### What you should do
Continue the news report on the London Assembly's warning about Crossrail delays, picking up after its last sentence.

The Mayor of London and TfL will need a “Sherlock-style forensic focus” to deliver Crossrail on time, according to a new report from the London Assembly.
Originally due to open in December 2018, Crossrail is now not expected to be ready until the first half of 2022, with TfL having been handed responsibility for the project in October last year.
The Assembly’s transport committee has said it is “concerned that project risks are not being managed as effectively as they could be” and has called for a “clearer overview of the project timeline”.
Committee chairman Dr Alison Moore said: “Now that Crossrail has been handed over to the Mayor and TfL to deliver, it is vital that they adopt a Sherlock-style forensic focus to make sure no aspect of delivering the project on time and on budget is missed.
“Covid-19 has understandably put increased financial and staff pressures on Crossrail opening the Elizabeth line. However, there are aspects to delivering Crossrail, such as supporting employees’ workloads and better forecasting project delays, that can contribute to delivering as promised.”
Dr Moore also said it is “imperative” that the Elizabeth line is ready in time to benefit a post-Covid London and has asked Sadiq Khan and TfL to “share Crossrail’s project timeline” and “showcase lessons learned”.

### Data listing
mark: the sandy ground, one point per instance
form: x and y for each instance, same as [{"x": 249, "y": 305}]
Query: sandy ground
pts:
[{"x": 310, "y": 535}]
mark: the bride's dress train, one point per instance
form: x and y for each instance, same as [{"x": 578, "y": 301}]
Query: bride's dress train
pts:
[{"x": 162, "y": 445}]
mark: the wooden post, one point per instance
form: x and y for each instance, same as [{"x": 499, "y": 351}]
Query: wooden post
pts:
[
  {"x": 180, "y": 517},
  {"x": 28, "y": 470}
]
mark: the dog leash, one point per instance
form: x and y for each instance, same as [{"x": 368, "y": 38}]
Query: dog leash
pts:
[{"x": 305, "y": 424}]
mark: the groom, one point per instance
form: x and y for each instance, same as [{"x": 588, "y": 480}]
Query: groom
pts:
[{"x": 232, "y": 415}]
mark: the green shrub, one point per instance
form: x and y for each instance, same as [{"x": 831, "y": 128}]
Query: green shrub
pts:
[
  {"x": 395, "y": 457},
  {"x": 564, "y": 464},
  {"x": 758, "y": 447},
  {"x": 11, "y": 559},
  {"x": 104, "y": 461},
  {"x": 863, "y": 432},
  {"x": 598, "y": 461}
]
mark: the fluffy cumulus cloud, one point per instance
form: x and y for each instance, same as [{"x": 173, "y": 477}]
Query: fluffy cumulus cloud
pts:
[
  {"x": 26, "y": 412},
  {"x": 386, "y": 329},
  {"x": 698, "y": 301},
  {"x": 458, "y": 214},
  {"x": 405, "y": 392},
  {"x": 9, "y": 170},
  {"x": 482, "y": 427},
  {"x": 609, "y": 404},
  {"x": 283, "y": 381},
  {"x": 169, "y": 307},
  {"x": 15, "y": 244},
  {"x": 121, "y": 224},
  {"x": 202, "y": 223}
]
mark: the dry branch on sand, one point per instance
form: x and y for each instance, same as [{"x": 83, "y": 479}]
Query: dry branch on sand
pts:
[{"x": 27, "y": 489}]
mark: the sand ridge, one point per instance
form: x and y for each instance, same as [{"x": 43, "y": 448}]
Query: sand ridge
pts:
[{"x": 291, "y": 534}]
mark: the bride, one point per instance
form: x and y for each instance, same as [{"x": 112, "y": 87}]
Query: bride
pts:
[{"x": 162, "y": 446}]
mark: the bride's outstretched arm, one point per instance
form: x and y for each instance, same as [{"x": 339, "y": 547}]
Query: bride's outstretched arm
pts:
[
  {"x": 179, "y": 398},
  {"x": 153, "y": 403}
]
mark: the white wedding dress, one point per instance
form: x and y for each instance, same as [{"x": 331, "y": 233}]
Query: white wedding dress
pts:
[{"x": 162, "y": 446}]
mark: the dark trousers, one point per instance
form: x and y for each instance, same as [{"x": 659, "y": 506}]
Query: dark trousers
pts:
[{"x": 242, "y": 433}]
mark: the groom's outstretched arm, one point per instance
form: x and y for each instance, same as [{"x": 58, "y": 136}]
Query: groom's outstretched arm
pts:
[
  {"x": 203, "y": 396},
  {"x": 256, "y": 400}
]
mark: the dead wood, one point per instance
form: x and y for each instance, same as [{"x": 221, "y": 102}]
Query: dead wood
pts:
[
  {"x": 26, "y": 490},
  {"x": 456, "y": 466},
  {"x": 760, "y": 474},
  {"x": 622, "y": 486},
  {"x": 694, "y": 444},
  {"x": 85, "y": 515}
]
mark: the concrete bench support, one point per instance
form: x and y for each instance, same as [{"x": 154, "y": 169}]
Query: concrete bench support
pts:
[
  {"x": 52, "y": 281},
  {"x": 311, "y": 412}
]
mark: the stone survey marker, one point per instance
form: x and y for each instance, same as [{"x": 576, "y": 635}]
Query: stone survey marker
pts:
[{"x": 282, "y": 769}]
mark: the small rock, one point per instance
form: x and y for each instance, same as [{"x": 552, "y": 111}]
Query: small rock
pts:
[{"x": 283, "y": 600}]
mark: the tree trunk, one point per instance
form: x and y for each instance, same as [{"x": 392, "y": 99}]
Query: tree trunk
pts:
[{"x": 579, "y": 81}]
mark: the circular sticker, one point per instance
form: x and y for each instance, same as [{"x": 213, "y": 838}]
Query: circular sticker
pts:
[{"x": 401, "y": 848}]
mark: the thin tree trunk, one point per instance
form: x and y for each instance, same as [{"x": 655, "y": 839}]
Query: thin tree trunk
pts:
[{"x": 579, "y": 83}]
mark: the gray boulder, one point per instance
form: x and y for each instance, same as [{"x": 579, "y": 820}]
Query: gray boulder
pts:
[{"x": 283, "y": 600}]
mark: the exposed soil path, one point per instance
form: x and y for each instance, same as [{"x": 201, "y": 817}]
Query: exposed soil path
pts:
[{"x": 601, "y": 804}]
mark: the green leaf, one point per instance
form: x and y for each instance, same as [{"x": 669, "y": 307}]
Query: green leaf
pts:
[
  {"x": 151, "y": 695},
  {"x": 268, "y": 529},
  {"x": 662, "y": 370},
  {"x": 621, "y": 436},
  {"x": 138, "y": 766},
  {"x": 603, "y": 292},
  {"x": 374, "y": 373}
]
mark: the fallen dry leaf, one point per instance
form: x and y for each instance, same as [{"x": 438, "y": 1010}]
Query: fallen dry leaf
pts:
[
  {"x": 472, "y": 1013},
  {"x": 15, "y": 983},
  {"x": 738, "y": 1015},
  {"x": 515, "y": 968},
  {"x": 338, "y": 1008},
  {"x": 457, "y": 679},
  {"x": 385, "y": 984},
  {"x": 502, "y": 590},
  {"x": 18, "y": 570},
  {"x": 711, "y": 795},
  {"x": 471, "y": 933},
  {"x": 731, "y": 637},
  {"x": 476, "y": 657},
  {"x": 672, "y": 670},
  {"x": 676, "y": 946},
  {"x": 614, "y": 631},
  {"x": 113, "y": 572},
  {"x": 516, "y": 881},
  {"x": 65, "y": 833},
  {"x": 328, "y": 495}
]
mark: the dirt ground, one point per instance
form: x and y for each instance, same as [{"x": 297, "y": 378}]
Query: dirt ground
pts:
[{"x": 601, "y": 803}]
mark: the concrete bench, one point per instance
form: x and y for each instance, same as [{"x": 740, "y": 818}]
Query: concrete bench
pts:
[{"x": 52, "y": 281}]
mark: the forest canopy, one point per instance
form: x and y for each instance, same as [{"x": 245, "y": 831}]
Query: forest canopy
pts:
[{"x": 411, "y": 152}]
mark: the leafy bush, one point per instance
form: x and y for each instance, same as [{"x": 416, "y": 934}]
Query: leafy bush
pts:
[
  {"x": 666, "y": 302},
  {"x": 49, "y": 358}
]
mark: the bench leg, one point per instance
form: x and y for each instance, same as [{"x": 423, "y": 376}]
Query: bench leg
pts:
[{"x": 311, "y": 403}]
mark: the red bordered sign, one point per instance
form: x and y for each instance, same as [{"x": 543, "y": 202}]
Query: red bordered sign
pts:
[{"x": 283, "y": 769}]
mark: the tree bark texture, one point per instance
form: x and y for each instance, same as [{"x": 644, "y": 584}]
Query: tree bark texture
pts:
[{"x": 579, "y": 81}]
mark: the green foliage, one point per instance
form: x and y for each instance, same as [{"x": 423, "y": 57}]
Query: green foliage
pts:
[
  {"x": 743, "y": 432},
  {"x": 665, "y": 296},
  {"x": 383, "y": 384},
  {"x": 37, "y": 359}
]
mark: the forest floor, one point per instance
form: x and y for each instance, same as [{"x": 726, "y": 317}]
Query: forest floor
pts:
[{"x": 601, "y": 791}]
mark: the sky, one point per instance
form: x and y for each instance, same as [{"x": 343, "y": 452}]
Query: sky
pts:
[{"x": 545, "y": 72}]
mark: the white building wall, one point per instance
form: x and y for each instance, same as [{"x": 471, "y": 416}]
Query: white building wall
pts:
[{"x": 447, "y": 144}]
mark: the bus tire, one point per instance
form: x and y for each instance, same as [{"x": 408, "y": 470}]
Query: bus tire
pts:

### Response to the exercise
She added: “Londoners need assurance that they will be no further out of pocket and the train will be on the track by summer next year.”
Following an additional £825 million loan from the Government in December 2020, the total budget for the Crossrail project has reached £18.6 billion.
Estimates show that delays to the project have resulted in as much as £1.5 billion in lost fare revenue and that the total cost of delays including overspends and revenue losses is around £5.3 billion.
It is hoped that once Crossrail is completed, an additional 1.5 million people will be within 45 minutes of Central London which will bring “huge benefits” to the capital and the South East and a £42 billion boost to the economy.